▶ WORK INSTRUCTIONS
Pull out every line of the records below that contains the string "dark", matching case exactly.

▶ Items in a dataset
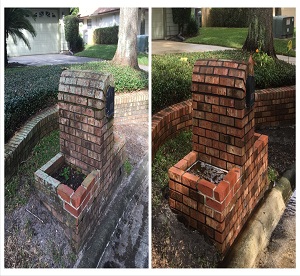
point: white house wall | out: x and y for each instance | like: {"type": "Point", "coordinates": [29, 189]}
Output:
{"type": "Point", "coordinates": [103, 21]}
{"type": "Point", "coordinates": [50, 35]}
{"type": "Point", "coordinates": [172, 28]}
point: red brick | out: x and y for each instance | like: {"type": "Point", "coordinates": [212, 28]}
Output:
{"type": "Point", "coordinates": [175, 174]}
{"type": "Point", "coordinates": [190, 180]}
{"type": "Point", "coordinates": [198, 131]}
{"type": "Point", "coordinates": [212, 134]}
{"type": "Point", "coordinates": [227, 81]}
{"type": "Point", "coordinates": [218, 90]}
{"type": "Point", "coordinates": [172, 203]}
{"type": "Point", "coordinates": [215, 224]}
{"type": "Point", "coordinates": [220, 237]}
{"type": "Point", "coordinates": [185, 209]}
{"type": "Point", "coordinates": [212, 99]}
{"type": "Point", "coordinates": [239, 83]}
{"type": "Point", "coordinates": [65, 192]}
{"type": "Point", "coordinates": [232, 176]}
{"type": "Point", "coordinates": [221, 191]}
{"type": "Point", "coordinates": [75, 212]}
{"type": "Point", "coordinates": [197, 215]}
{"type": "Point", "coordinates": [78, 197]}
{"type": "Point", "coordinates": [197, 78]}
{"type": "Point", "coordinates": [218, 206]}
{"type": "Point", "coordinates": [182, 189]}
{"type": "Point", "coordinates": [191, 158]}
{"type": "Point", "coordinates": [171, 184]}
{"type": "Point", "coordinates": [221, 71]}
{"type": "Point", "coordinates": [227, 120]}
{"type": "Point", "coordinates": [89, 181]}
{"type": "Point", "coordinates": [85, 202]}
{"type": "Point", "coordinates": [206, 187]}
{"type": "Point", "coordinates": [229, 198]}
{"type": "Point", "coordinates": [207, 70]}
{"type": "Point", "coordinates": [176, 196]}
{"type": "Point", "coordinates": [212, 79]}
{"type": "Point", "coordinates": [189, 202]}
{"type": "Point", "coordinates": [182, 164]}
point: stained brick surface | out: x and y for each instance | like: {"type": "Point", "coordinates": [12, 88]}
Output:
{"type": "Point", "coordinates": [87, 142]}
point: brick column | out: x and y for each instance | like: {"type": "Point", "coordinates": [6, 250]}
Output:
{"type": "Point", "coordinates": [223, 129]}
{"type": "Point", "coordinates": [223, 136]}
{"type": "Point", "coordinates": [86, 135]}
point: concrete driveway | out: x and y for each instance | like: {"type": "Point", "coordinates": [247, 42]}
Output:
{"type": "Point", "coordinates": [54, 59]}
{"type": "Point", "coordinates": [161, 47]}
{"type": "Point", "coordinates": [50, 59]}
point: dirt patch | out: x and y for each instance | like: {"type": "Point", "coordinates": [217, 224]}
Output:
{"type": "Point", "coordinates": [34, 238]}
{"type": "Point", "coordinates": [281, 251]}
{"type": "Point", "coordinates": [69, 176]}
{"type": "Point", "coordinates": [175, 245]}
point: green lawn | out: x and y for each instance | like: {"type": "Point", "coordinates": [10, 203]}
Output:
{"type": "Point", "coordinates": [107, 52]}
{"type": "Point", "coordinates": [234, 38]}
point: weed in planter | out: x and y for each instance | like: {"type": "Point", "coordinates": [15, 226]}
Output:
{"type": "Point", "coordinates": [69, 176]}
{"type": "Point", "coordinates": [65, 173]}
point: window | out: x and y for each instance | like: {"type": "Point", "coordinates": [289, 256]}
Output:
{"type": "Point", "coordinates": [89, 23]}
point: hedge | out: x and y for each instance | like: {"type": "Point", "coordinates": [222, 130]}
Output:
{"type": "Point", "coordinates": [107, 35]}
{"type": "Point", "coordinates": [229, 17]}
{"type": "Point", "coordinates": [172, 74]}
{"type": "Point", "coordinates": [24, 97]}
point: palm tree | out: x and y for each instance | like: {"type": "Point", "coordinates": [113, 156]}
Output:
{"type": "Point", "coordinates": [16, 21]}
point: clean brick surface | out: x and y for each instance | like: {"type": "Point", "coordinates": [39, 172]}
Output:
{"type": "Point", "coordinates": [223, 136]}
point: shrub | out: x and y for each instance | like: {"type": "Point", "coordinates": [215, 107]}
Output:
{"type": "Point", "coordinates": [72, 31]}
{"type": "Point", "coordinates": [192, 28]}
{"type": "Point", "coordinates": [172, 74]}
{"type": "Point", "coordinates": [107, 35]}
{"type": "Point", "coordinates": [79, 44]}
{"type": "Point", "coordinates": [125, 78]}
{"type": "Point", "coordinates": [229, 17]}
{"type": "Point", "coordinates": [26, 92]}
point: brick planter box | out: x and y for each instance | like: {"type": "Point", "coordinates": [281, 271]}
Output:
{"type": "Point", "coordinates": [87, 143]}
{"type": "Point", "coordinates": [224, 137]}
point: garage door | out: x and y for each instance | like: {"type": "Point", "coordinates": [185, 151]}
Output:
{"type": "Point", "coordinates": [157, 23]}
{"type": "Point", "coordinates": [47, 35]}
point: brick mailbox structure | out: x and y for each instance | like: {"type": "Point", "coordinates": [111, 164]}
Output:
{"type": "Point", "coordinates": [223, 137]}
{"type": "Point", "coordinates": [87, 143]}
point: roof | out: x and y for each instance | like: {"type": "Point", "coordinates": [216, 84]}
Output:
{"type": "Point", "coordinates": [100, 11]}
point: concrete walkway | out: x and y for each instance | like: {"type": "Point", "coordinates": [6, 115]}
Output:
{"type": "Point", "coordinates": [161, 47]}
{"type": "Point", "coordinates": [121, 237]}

--

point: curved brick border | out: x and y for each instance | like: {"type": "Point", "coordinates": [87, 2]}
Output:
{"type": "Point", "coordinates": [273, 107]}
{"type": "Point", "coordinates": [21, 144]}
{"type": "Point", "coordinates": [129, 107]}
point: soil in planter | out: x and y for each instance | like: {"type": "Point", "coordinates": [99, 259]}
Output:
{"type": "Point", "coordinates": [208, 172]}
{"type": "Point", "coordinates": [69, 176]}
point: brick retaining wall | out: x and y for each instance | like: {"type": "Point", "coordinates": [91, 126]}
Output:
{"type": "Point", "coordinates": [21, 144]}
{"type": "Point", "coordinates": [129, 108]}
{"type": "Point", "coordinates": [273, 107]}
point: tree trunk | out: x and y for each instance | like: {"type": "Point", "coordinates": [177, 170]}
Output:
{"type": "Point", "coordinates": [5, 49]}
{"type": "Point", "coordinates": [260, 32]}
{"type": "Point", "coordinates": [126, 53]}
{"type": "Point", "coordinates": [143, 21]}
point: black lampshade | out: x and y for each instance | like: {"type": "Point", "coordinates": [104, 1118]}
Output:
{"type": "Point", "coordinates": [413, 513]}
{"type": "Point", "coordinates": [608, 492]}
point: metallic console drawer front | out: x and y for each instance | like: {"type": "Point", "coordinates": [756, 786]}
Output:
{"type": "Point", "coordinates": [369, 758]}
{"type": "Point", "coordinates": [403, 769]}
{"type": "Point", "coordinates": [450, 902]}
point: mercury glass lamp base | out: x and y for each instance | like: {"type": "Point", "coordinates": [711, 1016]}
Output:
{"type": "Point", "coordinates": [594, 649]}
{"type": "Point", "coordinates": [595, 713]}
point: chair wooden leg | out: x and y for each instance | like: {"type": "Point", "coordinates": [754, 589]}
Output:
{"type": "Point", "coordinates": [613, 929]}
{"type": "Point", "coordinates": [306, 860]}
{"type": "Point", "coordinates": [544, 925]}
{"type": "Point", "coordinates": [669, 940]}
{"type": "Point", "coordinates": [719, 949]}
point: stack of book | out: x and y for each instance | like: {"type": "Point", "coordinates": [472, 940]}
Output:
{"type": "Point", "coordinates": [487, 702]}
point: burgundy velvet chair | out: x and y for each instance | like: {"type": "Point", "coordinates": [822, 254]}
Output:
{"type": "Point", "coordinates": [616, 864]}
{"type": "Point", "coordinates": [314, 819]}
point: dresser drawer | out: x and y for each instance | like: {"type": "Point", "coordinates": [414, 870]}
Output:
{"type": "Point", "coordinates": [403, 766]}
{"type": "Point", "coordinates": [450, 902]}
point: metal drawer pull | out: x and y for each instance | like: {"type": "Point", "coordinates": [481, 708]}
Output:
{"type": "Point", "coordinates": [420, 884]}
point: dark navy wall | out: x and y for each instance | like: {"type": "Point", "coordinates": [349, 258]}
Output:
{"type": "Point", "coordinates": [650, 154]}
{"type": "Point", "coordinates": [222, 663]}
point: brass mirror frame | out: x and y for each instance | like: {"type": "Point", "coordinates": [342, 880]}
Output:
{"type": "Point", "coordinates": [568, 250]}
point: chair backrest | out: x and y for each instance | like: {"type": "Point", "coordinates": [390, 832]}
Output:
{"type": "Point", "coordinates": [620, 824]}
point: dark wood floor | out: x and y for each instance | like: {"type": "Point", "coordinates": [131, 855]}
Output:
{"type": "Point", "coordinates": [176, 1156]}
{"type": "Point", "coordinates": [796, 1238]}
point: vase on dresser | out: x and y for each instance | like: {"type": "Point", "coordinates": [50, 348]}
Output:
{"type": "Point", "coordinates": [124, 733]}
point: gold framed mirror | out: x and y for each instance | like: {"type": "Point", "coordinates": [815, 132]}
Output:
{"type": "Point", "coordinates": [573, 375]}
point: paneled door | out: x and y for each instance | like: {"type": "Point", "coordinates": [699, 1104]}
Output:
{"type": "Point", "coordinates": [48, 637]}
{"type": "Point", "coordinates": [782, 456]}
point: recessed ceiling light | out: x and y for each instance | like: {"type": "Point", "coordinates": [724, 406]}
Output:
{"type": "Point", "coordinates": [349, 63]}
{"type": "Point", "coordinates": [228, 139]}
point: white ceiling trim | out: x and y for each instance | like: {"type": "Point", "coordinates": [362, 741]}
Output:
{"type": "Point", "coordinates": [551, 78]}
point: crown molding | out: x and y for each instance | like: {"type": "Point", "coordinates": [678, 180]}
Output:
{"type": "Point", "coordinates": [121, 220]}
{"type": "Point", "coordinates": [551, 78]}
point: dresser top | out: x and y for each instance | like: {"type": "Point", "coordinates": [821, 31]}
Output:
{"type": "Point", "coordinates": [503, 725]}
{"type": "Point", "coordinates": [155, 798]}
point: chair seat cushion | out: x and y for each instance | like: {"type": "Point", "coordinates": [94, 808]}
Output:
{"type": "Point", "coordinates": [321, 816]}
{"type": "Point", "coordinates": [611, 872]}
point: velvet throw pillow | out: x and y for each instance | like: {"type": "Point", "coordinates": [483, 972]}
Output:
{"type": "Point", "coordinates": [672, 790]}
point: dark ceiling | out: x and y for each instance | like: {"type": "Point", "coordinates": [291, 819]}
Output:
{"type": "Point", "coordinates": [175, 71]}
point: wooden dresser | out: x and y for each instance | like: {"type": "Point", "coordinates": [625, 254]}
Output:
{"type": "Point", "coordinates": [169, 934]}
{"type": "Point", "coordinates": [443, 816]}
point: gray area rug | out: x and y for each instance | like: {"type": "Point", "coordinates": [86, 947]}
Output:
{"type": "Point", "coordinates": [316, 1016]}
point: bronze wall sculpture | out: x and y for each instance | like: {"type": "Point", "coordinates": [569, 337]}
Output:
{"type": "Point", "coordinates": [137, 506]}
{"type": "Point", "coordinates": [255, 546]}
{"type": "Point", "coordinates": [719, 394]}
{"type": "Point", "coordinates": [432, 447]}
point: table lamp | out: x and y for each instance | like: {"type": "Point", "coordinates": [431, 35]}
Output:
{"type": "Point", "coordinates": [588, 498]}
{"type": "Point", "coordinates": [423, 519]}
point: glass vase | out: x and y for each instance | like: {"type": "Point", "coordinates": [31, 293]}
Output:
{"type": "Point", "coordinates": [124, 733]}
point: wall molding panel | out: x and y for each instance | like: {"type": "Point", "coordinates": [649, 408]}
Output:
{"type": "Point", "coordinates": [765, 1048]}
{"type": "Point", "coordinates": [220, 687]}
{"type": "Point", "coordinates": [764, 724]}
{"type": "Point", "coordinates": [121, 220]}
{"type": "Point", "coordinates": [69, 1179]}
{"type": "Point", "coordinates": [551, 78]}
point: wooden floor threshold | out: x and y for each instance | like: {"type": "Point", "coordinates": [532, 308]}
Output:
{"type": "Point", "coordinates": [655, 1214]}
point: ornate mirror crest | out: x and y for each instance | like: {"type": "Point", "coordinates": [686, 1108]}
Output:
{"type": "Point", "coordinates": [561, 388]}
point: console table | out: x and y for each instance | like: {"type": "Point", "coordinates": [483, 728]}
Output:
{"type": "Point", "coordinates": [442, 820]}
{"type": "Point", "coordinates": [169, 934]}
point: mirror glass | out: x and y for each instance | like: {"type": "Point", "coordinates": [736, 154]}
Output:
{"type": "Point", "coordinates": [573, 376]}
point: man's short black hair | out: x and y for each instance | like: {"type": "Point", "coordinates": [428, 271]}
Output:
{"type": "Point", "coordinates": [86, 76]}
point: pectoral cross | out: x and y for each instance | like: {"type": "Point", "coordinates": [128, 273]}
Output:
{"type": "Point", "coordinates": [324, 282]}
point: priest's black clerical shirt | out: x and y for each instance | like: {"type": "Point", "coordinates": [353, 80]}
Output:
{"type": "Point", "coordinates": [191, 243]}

▶ EXERCISE ANSWER
point: dark navy wall | out: x and y for each instance | like: {"type": "Point", "coordinates": [349, 258]}
point: dark wood floor | out: x and y for each instance | like: {"type": "Point", "coordinates": [131, 855]}
point: dark ceiling | out: x and y for each instance | like: {"type": "Point", "coordinates": [291, 819]}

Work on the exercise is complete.